#### Challenge
Write what comes next in the post about the square puzzle built with BJS, picking up right after its final sentence.

A simple puzzle - just a bit of fun

I’ve always been interested in puzzles of all types, ever since I was a kid. The other day, I bumped into a puzzle and thought maybe I could build it with BJS. Here is the result :

The Square Puzzle

It involves arranging the five coloured pieces on top of the white central square, and as you can see from the data at top left very simple. You can only see 6 meshes - one other mesh is invisible (the camera target) and one is an “empty” that is the parent of the coloured meshes (makes them easier to find in the code). With my poor coding skills, it took me way longer to write the code than create the mesh parts in Blender 2.90 !

What I have not figured out is how to determine success. The initial .babylon file loads at the solution, then the code scatters the pieces around. You can select a mesh with the mouse, then use the WASD keys to move the part chosen Left, Right, Up and Down, the R key will rotate a piece. So just move them all into the white square. But how do I detect they are all back to their original positions?

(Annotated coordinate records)
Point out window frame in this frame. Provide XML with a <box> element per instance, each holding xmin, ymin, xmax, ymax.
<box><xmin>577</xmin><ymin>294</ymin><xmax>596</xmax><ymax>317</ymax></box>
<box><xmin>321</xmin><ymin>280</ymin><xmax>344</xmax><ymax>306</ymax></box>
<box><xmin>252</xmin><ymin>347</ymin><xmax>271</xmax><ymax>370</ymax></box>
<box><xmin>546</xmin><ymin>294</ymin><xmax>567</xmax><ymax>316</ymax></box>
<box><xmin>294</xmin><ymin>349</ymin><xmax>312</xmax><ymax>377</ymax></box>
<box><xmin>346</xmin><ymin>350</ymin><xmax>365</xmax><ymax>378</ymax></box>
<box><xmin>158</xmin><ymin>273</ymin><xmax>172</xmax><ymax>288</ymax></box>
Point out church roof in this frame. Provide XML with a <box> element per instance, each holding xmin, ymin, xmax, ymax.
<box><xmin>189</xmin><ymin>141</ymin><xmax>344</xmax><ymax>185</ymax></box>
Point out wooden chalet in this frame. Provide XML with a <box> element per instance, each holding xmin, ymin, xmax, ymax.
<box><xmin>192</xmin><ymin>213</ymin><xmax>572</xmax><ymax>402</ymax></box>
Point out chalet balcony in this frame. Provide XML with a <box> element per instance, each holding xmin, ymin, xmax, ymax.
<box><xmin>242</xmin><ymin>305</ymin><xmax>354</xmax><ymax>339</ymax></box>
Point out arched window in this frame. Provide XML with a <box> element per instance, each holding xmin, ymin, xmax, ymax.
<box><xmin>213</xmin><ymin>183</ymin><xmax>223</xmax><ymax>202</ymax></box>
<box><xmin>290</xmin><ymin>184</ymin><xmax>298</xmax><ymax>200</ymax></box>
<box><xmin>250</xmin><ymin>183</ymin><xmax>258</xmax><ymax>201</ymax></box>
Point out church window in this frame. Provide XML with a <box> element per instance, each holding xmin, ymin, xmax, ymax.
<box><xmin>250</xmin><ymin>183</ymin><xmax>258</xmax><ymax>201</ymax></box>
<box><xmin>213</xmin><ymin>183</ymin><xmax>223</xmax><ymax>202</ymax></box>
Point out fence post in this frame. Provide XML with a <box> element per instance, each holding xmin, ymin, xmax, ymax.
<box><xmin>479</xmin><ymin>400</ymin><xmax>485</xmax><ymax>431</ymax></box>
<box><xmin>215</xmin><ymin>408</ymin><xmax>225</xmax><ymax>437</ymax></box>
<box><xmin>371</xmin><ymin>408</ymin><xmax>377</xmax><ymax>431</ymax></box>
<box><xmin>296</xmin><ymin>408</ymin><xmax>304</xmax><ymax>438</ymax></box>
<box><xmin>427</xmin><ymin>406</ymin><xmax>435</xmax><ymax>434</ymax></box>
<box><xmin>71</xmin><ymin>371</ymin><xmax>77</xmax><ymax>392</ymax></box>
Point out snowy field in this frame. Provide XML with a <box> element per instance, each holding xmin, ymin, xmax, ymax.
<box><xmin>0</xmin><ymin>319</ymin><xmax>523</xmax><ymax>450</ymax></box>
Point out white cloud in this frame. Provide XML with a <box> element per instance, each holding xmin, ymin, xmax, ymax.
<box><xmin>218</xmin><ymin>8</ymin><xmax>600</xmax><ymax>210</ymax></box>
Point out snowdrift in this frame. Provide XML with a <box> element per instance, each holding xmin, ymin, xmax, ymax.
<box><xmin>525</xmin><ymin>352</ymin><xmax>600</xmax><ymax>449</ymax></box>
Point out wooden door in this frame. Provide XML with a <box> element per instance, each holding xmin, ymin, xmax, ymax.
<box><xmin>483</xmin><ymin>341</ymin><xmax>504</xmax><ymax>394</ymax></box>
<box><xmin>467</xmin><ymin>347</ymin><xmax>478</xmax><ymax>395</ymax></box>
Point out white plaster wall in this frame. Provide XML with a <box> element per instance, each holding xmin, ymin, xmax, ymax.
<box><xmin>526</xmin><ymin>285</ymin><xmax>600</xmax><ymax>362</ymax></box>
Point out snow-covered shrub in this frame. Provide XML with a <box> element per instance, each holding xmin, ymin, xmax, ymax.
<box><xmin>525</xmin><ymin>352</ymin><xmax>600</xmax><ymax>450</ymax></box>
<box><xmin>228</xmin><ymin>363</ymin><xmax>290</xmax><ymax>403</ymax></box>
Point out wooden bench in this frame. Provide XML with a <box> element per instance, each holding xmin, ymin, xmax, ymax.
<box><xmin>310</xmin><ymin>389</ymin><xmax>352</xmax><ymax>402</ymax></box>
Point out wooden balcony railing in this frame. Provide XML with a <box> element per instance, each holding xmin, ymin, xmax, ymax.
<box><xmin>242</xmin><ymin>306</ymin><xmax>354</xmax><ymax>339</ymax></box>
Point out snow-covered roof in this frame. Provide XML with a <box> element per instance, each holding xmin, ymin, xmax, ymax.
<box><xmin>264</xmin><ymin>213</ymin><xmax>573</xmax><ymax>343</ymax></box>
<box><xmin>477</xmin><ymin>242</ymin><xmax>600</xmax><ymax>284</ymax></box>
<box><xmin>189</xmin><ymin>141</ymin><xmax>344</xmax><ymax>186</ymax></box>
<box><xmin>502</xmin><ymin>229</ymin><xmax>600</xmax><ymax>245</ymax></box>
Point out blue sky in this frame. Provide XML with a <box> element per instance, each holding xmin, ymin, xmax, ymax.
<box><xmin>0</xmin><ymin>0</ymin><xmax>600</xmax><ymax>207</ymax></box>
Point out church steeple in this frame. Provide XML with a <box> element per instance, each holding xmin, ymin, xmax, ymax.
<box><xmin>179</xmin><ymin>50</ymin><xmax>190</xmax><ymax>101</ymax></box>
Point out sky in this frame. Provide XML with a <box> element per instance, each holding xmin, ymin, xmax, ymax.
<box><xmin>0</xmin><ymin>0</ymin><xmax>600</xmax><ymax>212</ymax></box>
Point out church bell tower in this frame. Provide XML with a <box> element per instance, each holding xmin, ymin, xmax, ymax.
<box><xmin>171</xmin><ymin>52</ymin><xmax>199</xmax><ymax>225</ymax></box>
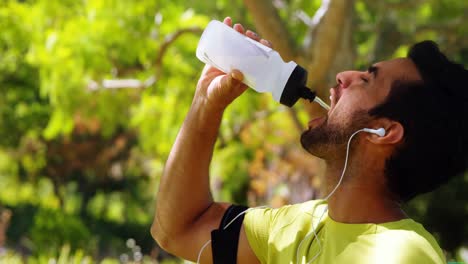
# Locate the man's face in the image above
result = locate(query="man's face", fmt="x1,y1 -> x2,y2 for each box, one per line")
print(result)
301,58 -> 421,159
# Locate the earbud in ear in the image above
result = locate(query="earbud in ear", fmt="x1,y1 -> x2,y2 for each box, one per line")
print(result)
363,127 -> 385,137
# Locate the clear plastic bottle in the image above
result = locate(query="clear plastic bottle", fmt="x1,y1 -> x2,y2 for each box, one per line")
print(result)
197,20 -> 330,109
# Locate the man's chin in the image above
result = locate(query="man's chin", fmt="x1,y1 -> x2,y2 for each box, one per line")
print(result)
301,127 -> 331,159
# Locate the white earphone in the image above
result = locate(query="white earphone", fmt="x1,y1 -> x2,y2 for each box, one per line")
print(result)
362,127 -> 385,137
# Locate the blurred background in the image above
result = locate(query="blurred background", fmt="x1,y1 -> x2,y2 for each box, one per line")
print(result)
0,0 -> 468,263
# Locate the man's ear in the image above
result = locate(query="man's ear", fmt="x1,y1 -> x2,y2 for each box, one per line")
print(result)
367,119 -> 405,145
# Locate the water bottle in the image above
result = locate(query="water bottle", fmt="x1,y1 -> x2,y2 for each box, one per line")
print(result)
196,20 -> 330,107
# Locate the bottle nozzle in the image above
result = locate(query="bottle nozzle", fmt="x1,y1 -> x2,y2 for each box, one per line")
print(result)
301,86 -> 330,111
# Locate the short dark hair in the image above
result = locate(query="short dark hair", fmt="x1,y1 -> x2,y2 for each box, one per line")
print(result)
369,41 -> 468,202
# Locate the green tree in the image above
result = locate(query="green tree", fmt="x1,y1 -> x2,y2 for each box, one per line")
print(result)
0,0 -> 468,262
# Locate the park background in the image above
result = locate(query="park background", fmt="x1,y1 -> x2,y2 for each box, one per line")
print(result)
0,0 -> 468,263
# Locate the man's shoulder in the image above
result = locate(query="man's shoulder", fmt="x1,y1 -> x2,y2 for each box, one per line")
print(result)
374,219 -> 445,263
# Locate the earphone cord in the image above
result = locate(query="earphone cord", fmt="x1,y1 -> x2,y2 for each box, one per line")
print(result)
197,129 -> 365,264
296,129 -> 365,264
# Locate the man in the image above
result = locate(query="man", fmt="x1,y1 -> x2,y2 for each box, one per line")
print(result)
151,18 -> 468,263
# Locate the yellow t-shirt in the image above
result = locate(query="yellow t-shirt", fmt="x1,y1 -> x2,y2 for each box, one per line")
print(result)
244,200 -> 445,264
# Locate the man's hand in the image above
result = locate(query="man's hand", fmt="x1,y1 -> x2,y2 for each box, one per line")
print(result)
195,17 -> 271,109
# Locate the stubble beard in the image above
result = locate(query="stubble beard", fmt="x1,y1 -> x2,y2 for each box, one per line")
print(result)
301,110 -> 371,162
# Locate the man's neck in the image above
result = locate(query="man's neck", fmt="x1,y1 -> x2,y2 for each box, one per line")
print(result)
326,168 -> 407,223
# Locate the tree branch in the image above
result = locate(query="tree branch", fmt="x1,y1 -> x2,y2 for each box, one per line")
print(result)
155,27 -> 203,68
244,0 -> 297,61
88,76 -> 156,91
303,0 -> 354,93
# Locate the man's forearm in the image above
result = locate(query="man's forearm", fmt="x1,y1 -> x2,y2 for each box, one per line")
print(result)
155,99 -> 223,240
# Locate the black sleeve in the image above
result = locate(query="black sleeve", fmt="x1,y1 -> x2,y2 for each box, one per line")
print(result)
211,205 -> 248,264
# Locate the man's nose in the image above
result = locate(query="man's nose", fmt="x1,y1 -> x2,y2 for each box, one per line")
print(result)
336,71 -> 362,89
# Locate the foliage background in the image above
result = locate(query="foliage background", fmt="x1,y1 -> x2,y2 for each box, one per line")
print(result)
0,0 -> 468,263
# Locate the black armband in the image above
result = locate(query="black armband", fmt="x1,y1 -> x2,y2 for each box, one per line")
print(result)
211,205 -> 248,264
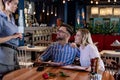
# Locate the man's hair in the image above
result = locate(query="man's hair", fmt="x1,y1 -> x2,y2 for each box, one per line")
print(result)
60,23 -> 74,36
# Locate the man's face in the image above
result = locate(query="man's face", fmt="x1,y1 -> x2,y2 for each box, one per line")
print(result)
56,27 -> 69,41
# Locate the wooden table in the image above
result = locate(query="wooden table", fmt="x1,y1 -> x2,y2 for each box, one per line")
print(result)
18,46 -> 47,52
3,67 -> 114,80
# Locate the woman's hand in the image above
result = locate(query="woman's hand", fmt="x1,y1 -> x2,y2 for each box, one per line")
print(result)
11,33 -> 22,39
70,43 -> 77,48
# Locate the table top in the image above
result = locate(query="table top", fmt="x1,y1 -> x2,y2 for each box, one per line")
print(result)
3,67 -> 114,80
18,46 -> 47,52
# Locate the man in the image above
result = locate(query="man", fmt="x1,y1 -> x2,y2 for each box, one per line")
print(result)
39,24 -> 80,65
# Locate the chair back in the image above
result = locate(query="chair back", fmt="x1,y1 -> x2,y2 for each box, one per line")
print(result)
17,49 -> 33,68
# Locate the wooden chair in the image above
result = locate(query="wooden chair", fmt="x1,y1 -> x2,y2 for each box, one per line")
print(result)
102,53 -> 120,75
17,50 -> 33,68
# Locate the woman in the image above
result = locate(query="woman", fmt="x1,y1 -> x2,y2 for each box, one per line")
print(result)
0,0 -> 22,74
75,29 -> 104,71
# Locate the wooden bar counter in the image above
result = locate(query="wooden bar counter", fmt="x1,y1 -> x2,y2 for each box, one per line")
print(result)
3,67 -> 114,80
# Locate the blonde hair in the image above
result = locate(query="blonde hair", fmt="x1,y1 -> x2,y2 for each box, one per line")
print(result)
0,0 -> 4,11
77,29 -> 93,46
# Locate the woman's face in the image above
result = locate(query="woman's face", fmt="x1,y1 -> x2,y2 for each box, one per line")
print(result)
7,0 -> 19,13
75,31 -> 82,44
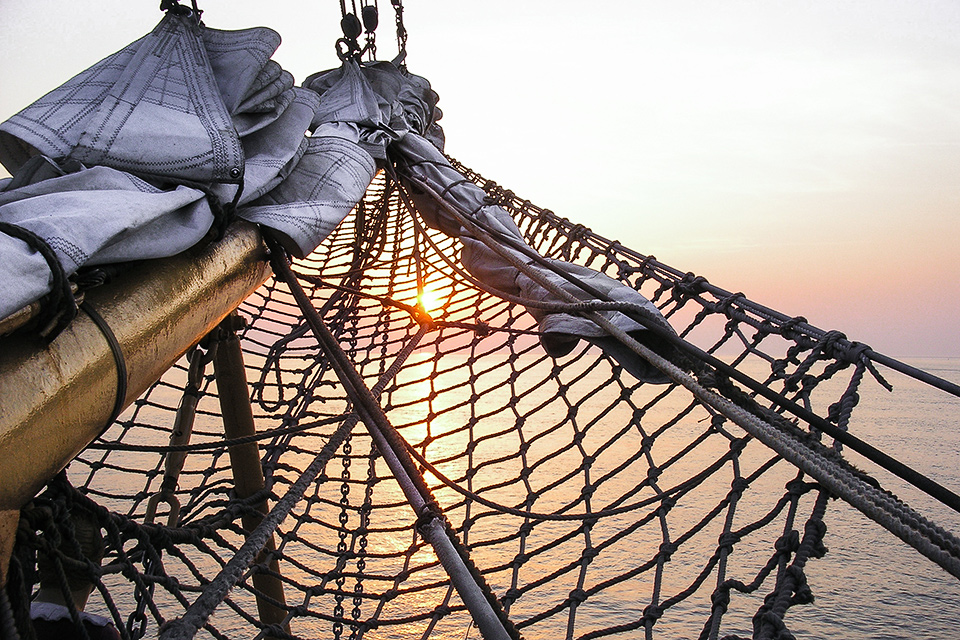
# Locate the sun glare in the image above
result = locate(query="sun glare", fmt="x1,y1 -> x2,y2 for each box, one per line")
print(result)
417,285 -> 443,315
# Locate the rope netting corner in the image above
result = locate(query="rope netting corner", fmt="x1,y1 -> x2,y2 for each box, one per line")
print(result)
11,165 -> 960,639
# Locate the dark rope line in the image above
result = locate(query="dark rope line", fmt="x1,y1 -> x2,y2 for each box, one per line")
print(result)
402,172 -> 960,513
0,221 -> 77,344
87,414 -> 351,453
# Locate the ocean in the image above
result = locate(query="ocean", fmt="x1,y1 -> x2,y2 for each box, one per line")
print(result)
77,357 -> 960,640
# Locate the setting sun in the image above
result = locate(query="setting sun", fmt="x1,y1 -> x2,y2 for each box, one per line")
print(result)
417,285 -> 444,315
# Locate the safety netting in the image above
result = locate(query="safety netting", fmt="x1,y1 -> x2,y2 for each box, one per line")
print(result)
8,164 -> 960,640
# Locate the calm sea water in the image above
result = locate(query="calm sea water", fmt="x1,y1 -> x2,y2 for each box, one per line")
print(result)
787,358 -> 960,640
84,359 -> 960,640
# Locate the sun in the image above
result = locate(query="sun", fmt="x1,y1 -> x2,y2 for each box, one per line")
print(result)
417,285 -> 444,315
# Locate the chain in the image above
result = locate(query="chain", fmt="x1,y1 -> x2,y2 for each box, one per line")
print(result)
390,0 -> 407,69
333,436 -> 353,640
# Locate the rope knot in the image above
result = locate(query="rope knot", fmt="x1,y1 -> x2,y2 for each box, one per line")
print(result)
773,529 -> 800,557
717,531 -> 741,552
570,589 -> 587,604
643,604 -> 663,622
657,542 -> 679,560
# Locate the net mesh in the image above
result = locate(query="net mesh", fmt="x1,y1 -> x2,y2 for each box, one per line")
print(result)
11,165 -> 960,639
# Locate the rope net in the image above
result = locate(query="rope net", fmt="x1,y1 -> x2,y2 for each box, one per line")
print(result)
8,165 -> 960,639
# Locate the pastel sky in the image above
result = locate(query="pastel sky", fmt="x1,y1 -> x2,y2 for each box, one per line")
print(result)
0,0 -> 960,357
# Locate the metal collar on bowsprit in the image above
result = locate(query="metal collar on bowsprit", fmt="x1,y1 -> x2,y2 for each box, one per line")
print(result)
80,301 -> 127,437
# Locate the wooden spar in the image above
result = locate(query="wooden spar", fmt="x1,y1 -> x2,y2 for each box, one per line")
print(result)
0,222 -> 270,512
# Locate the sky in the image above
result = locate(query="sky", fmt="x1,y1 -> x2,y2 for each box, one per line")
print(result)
0,0 -> 960,358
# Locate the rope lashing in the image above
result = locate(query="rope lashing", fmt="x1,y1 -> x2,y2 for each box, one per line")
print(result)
0,222 -> 77,343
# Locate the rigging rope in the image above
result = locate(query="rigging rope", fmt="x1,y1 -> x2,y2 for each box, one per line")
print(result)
9,166 -> 960,640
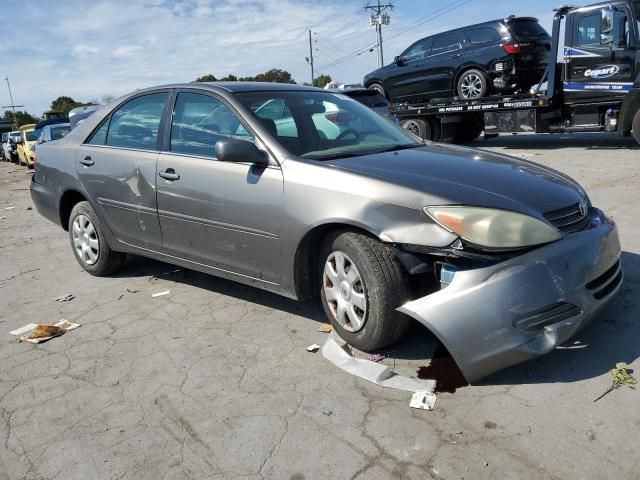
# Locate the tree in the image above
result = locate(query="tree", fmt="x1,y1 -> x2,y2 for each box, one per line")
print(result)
313,74 -> 331,88
255,68 -> 296,83
2,110 -> 40,127
51,96 -> 85,113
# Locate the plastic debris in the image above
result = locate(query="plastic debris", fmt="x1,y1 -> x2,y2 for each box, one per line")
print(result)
593,362 -> 638,403
318,323 -> 333,333
409,391 -> 436,411
54,293 -> 76,303
9,320 -> 80,343
322,335 -> 436,393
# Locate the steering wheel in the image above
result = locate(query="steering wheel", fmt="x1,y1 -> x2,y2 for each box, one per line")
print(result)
336,128 -> 360,142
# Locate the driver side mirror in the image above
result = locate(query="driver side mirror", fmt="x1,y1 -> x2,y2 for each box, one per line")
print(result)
600,8 -> 613,45
216,138 -> 269,167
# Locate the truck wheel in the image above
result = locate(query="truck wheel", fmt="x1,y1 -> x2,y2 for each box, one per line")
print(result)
400,118 -> 440,141
319,230 -> 410,351
368,83 -> 387,98
69,202 -> 126,276
458,69 -> 489,100
631,110 -> 640,144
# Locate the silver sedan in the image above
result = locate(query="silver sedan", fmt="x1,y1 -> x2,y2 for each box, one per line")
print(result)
31,83 -> 622,382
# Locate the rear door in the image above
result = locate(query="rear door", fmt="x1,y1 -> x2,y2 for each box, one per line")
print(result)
385,38 -> 432,100
157,90 -> 283,284
425,32 -> 464,98
76,90 -> 171,250
564,6 -> 638,102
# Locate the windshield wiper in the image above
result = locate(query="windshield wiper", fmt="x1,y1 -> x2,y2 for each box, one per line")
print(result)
371,143 -> 424,153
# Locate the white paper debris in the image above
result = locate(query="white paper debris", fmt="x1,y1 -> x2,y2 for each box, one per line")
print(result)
409,391 -> 436,411
322,336 -> 436,393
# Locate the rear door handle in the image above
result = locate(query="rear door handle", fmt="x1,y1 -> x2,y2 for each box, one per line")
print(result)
158,168 -> 180,180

#### Exercise answer
I tried saving all the meshes “solved position” before I scattered them around, by assigning the piece position to an array called “theStart” figuring that I could check on how close the final positions are to original starting positions - but when I look at what is saved I find this when I post the result to the console:

Object { _isDirty: false, _x: -4, _y: 0, _z: 3 }

which has this “isDirty” parameter as well as the position data.

So anybody have ideas about success could be calculated??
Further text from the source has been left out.